**EXERCISE DIRECTIONS:**
Copy the line with "Point out the tree foliage in this photo." and all lines following it through the last line of the entries, exactly as written.

**SUPPLIED DATA:**
■ ■ ■ ■ ■
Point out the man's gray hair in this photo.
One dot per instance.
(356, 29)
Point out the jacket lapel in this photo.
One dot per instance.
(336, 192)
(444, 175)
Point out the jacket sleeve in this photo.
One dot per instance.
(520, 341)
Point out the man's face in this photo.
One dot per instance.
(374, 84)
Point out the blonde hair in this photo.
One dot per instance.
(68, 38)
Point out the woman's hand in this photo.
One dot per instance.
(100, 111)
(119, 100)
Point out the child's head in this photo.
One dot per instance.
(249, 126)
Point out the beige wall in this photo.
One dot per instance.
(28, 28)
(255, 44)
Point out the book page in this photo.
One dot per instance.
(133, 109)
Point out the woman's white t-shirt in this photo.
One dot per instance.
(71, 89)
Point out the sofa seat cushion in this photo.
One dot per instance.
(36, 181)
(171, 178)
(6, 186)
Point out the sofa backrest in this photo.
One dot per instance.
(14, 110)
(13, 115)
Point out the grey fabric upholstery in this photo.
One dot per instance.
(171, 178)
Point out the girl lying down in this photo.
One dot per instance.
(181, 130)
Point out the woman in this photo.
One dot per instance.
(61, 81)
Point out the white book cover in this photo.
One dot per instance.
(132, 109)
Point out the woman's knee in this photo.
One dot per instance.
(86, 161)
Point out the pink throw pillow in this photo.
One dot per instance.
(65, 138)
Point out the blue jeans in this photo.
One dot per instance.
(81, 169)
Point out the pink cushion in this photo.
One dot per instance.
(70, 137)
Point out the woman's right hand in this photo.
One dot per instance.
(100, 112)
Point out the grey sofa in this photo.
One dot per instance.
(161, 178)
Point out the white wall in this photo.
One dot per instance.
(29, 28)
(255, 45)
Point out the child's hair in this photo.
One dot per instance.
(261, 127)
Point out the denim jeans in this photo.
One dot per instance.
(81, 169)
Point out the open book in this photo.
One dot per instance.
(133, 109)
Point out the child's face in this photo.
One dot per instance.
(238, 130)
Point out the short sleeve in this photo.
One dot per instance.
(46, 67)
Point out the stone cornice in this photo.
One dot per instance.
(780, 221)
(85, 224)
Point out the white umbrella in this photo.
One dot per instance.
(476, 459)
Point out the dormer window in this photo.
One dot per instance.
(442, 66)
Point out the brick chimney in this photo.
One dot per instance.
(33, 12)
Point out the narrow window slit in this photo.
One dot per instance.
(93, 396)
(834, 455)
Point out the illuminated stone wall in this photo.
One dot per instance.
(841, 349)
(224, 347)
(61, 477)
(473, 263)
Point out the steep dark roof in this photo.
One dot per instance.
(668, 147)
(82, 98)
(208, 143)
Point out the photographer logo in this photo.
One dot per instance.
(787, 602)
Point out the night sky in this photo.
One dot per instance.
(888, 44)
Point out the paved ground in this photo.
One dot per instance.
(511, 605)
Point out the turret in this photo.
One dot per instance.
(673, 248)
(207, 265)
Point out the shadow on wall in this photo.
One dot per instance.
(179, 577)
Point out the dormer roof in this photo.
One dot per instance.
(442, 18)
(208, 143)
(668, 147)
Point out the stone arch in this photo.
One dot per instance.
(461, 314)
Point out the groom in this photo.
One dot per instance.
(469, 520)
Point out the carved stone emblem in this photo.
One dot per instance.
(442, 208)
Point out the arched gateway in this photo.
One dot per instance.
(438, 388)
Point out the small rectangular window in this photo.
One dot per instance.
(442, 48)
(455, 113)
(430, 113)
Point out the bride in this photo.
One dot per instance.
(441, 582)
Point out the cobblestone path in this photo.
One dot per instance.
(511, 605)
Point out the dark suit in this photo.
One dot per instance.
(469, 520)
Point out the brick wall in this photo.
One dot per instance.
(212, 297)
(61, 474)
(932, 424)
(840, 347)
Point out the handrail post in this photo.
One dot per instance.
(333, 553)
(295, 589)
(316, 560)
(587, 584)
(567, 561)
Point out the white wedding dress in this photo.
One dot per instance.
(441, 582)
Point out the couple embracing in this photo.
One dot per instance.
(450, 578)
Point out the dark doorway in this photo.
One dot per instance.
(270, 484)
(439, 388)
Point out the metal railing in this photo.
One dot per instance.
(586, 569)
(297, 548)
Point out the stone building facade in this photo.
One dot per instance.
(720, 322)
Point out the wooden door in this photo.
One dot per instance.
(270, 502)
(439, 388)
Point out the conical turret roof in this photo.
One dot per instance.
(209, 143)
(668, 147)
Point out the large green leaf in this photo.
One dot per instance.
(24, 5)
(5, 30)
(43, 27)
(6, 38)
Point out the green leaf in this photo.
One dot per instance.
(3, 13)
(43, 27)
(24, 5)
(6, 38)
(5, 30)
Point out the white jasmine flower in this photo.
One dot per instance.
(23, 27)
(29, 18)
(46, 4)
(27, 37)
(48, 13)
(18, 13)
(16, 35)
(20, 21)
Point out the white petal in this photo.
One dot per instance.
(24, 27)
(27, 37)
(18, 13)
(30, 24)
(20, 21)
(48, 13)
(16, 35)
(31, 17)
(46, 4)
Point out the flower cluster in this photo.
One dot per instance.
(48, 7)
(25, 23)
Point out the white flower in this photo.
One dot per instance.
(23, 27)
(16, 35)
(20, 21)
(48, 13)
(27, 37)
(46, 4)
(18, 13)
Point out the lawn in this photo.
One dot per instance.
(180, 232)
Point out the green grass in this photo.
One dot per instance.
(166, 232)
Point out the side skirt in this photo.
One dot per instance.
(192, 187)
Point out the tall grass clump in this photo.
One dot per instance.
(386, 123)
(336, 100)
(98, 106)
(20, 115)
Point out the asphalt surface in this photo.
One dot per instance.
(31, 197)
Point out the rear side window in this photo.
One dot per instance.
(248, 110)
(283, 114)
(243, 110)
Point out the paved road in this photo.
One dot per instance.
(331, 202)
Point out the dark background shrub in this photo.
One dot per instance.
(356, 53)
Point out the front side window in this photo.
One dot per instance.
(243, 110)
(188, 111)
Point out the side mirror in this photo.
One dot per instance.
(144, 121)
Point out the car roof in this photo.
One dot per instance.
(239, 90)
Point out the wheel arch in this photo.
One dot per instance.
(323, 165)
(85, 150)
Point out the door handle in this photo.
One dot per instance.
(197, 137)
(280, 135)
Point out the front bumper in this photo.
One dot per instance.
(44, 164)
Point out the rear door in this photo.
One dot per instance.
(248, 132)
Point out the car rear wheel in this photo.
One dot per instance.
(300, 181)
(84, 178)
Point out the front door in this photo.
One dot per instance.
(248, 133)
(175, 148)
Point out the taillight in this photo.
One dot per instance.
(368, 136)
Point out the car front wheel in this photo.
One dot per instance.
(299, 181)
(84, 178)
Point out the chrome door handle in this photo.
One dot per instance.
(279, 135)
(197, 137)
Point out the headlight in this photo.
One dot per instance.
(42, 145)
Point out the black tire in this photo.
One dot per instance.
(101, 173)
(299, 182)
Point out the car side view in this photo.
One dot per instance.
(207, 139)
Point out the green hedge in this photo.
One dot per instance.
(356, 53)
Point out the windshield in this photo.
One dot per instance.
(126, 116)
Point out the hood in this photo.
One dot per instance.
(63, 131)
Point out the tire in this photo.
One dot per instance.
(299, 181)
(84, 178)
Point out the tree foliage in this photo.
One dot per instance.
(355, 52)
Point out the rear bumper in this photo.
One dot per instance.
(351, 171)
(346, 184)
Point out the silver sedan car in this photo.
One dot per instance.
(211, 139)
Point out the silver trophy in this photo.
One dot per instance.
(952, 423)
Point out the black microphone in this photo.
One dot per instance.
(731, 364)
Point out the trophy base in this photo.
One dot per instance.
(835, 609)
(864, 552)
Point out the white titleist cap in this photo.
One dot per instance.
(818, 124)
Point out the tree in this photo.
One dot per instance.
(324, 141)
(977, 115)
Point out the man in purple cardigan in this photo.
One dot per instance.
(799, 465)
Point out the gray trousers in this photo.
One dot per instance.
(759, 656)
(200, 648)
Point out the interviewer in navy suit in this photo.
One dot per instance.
■ ■ ■ ■ ■
**FULL ANSWER:**
Point out the tree foliage in this photo.
One dot per instance.
(355, 52)
Point out the rear bumper in this photo.
One dot per instance.
(351, 171)
(346, 184)
Point out the silver sedan car in this photo.
One dot per instance.
(211, 139)
Point out the silver trophy in this photo.
One dot per instance.
(952, 423)
Point out the black microphone in this photo.
One dot per instance.
(731, 364)
Point out the trophy base in this photo.
One dot per instance.
(835, 609)
(864, 552)
Point out the white titleist cap in this photo.
One dot per instance.
(818, 124)
Point out the tree in this photo.
One dot per instance.
(324, 141)
(977, 115)
Point out the man in purple cardigan in this photo.
One dot per instance.
(799, 465)
Point out the gray trousers in this photo.
One dot per instance.
(759, 656)
(200, 648)
Point out the interviewer in navy suit in this photo.
One dot per instance.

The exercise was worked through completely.